#### Problem
Reproduce the lines below, swapping "innermost" for "central" wherever it occurs and leaving all other text unchanged.

** Start Materials provided **

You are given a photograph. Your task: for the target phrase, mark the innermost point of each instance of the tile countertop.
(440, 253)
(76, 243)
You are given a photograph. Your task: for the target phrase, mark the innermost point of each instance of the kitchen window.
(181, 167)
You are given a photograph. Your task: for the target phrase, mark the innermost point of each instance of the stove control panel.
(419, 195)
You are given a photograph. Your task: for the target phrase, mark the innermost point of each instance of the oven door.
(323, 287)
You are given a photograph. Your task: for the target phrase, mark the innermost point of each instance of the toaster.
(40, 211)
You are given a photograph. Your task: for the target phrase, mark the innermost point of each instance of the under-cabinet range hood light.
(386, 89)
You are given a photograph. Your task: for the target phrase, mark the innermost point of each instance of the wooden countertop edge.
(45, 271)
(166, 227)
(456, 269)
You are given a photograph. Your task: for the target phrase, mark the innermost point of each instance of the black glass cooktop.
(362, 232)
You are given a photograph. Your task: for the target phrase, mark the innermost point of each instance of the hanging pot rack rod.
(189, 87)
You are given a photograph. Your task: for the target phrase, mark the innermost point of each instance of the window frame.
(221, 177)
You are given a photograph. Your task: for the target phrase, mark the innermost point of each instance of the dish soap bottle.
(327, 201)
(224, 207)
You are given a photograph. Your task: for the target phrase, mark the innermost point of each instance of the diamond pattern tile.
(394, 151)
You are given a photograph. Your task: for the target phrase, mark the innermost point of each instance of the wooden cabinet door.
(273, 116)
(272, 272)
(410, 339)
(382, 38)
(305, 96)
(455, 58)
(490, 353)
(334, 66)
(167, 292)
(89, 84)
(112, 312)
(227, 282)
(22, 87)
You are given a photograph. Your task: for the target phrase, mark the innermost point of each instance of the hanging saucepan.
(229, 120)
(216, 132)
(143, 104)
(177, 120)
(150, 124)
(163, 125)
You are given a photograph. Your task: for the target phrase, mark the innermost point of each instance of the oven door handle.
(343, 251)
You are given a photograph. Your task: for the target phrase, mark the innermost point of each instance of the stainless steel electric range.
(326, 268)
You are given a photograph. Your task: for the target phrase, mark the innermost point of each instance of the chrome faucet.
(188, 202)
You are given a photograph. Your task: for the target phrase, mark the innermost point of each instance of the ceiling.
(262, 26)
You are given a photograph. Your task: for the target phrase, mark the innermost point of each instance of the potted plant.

** End Materials provided **

#### Answer to this problem
You are given a photograph. Your task: for the target phrase, mark the central point of each instance of the tile countertop.
(440, 253)
(76, 243)
You are given a photograph. Your task: for the target phrase, mark the central point of each instance of the kitchen window.
(181, 167)
You are given a photograph. Your task: for the target phrase, mark the central point of each instance of the stove control panel.
(419, 195)
You are given a photograph. Your task: for the target phrase, mark the central point of each instance of the oven door.
(323, 287)
You are given a photograph. Your task: for the target phrase, mark the central point of each instance of the toaster.
(40, 211)
You are given a photograph. Your task: for the target phrase, mark the central point of each instance of the under-cabinet range hood light.
(386, 89)
You are given a photograph. Your task: for the target phrase, mark the central point of each instance of the wooden countertop edge.
(45, 271)
(166, 227)
(456, 269)
You are given a photograph. Your task: for the target phrase, mark the central point of each instance of the black glass cooktop.
(362, 232)
You are given a photograph. Your task: for the target phrase, mark the central point of each instance of the hanging pot rack rod.
(189, 87)
You are given a photograph. Your task: for the target phrase, mark the central point of each instance of the window frame.
(221, 177)
You are given a photograph. Your task: for the target phrase, mark the central point of each instance of the dish soap bottle.
(327, 201)
(224, 207)
You are given a photograph. Your task: for the target phrase, mark the central point of each instance of the diamond pattern tile.
(394, 151)
You are given a photograph. Your task: for the target phrase, mark the central point of each instance of the wooden cabinet door.
(273, 116)
(272, 272)
(410, 339)
(382, 38)
(305, 96)
(455, 58)
(490, 353)
(334, 66)
(167, 292)
(89, 84)
(112, 312)
(227, 282)
(22, 87)
You are given a photograph. Your task: for the target phrase, mark the central point of each instance of the hanging saucepan.
(229, 120)
(216, 132)
(143, 104)
(177, 120)
(150, 124)
(163, 125)
You are given a photograph. Your task: for the target phrase, mark the central point of each instance of the oven door handle.
(343, 251)
You are given a photograph. Your task: for the target phrase, mark the central point of each instance of the stainless steel electric range.
(326, 268)
You are given a photograph. Your task: for the target phrase, mark the central point of each instance of the chrome faucet.
(188, 202)
You are given a photograph. Your task: for the target phrase, mark the central point of each instance of the ceiling.
(262, 26)
You are given a photograph. Your task: for the target phrase, mark the central point of each instance of the potted plant.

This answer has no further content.